↓↓↓

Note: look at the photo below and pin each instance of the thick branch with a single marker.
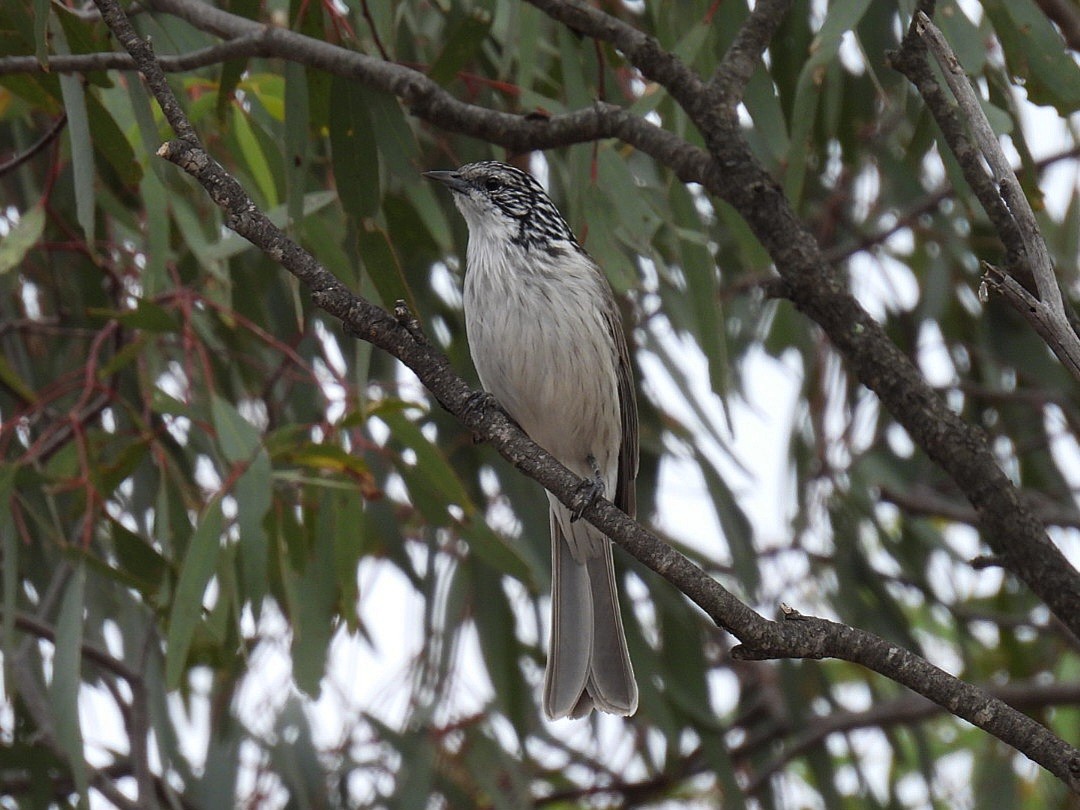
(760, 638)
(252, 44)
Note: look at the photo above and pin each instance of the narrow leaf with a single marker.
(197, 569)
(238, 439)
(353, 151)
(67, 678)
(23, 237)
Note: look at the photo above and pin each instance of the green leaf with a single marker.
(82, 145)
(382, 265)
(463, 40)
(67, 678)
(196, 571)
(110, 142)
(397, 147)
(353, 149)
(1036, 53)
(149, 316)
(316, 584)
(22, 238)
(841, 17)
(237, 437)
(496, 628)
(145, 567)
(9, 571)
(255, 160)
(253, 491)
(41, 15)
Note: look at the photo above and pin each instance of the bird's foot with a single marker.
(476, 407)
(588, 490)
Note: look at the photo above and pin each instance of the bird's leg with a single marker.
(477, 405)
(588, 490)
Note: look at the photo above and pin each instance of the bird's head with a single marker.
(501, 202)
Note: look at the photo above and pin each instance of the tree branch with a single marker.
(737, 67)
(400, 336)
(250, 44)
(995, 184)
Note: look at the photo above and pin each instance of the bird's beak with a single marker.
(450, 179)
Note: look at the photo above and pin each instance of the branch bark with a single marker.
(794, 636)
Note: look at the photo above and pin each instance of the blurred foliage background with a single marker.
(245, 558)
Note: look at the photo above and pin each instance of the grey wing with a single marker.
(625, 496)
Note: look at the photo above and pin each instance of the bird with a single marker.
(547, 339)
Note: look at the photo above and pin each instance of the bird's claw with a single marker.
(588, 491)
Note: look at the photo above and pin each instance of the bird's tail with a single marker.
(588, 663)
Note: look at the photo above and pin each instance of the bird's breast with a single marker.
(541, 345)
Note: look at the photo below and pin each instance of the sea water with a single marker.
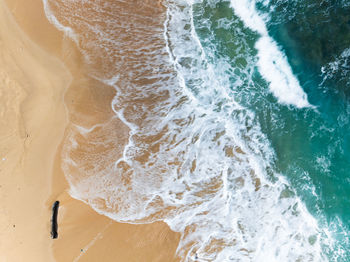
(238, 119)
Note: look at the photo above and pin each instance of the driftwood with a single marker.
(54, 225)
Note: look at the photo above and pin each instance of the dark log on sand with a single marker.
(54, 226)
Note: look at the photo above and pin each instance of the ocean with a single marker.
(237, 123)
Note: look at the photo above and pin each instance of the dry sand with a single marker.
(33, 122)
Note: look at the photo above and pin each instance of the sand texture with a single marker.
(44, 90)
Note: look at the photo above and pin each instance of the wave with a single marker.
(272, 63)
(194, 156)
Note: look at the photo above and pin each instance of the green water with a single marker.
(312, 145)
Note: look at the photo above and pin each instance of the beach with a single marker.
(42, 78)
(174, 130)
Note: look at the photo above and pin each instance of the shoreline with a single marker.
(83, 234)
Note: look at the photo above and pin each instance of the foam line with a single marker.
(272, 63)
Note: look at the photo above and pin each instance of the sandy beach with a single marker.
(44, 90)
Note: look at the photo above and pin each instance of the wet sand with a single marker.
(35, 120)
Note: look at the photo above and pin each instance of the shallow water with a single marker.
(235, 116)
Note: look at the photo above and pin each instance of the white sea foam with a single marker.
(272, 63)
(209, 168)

↑↑↑
↓↓↓

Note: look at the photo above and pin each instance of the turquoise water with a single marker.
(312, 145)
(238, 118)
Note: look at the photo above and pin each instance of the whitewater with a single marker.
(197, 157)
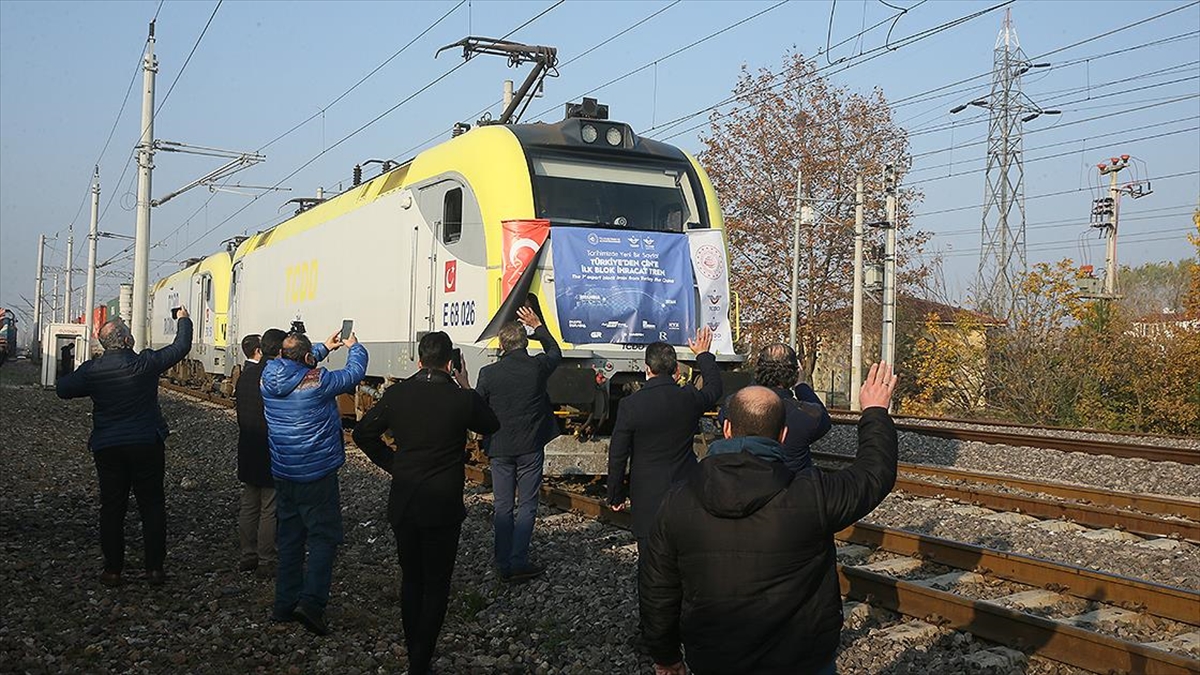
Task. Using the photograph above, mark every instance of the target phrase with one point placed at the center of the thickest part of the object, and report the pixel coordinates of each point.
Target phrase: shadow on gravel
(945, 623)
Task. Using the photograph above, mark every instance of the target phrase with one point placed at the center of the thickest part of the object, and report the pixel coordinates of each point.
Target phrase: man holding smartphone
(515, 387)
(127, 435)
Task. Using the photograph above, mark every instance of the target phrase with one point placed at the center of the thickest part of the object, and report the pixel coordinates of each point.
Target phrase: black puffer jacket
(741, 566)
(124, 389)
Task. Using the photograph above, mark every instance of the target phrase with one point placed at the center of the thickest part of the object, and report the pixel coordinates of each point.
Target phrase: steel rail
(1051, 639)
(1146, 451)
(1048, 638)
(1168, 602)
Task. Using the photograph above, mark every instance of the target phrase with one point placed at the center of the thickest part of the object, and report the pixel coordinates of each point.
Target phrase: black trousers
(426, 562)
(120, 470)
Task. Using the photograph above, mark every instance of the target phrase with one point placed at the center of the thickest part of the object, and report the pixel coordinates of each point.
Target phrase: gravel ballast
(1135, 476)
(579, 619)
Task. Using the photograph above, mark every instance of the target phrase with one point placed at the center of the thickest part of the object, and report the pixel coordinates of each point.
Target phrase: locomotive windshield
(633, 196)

↑↑↑
↓↓↓

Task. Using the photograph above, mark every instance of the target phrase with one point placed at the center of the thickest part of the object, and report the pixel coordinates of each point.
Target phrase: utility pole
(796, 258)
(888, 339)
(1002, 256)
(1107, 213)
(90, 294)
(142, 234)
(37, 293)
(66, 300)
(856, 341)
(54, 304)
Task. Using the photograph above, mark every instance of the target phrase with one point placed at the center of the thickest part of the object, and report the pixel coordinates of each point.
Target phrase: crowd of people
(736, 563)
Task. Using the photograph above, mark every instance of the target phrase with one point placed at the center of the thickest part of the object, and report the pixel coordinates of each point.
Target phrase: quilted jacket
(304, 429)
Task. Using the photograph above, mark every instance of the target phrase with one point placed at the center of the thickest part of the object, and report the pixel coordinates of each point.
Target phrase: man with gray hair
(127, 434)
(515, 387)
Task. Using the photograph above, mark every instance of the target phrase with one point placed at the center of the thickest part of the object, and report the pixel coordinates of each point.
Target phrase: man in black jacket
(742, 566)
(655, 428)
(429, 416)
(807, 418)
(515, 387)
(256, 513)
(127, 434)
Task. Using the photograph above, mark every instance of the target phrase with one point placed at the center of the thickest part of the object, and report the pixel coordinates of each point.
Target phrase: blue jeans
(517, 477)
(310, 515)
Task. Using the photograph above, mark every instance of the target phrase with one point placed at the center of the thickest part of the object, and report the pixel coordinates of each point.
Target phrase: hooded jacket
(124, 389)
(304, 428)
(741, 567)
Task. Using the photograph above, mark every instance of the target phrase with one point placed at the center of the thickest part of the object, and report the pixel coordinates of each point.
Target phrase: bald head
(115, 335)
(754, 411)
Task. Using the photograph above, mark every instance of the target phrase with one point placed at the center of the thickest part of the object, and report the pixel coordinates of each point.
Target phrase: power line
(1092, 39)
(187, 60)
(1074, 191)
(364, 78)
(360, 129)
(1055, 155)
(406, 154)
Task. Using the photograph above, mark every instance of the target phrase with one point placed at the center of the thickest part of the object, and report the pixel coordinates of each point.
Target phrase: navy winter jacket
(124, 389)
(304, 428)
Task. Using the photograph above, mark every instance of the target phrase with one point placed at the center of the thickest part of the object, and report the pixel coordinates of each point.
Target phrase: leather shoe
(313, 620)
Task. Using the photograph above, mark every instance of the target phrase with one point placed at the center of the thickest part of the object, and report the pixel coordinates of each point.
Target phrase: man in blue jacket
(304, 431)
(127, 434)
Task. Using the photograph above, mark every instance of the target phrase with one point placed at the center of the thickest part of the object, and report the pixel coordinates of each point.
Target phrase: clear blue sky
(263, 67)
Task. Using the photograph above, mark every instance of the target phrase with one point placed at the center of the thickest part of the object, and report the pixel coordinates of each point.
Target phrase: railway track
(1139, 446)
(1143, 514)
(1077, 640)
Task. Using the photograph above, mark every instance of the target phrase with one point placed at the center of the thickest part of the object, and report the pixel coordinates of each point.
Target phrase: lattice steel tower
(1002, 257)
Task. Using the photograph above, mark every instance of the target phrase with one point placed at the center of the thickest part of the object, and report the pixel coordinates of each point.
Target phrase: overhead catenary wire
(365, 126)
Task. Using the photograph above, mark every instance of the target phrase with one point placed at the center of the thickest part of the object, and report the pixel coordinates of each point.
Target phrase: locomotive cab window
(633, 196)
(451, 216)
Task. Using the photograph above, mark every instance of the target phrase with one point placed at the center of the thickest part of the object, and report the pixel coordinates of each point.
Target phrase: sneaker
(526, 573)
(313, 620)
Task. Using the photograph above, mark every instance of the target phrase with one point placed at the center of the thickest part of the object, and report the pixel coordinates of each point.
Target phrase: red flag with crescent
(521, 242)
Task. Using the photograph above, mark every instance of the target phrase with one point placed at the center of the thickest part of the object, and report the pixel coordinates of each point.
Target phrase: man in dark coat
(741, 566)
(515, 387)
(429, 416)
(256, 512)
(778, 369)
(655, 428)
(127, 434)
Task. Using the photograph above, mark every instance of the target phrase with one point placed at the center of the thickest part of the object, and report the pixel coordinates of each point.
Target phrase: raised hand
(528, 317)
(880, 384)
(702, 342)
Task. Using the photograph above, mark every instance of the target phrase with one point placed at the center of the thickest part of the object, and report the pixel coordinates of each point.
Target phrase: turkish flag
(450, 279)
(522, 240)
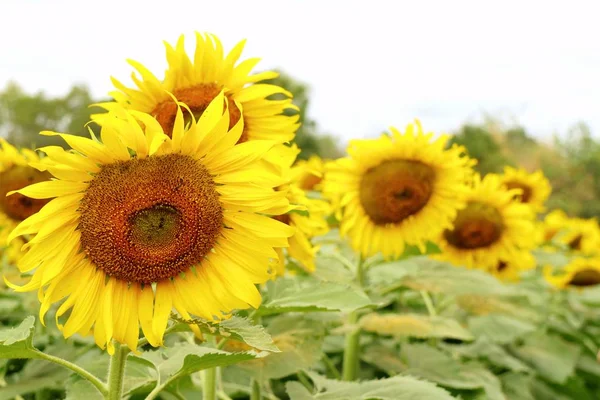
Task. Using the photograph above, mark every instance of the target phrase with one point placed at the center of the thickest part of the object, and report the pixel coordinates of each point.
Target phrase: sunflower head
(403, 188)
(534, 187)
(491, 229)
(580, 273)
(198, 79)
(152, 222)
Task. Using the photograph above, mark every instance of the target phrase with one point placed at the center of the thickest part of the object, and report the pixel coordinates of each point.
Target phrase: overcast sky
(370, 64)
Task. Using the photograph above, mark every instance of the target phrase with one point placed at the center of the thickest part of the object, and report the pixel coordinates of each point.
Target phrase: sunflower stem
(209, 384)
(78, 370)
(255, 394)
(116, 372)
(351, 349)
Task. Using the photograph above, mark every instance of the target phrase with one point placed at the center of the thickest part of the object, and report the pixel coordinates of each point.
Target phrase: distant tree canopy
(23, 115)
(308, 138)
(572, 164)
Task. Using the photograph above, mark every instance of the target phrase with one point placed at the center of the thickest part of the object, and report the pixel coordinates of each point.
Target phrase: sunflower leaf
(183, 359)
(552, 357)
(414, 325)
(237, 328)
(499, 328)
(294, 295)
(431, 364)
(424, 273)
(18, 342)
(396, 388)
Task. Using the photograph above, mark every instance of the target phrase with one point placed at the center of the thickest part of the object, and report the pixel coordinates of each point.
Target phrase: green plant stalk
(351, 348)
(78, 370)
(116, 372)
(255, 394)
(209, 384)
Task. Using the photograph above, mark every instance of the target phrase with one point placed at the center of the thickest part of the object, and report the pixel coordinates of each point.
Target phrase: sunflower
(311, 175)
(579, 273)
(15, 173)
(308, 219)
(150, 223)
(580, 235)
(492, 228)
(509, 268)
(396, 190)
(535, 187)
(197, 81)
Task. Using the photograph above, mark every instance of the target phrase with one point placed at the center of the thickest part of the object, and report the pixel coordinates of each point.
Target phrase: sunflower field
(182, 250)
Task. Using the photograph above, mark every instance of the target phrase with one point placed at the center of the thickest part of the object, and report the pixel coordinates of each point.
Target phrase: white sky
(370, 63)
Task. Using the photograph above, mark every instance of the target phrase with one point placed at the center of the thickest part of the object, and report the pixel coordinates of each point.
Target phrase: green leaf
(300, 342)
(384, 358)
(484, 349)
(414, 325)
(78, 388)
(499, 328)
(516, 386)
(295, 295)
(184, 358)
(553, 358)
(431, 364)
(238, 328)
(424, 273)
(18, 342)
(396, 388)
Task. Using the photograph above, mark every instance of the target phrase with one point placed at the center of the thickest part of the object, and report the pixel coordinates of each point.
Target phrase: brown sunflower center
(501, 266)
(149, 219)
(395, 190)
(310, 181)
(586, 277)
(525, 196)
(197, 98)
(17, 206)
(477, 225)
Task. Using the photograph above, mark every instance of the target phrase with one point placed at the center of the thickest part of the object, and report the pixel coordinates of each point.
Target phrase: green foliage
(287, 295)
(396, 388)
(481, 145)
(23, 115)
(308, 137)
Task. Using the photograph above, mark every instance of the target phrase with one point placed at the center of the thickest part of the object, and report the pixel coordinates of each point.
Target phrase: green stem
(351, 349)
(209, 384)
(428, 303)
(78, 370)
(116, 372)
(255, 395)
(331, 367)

↑↑↑

_Task to complete_:
From the material above, copy out each line that contains the string "gravel". Uppercase and lowercase must match.

_Completed task_:
Target phrase: shadow on gravel
Target phrase: gravel ballast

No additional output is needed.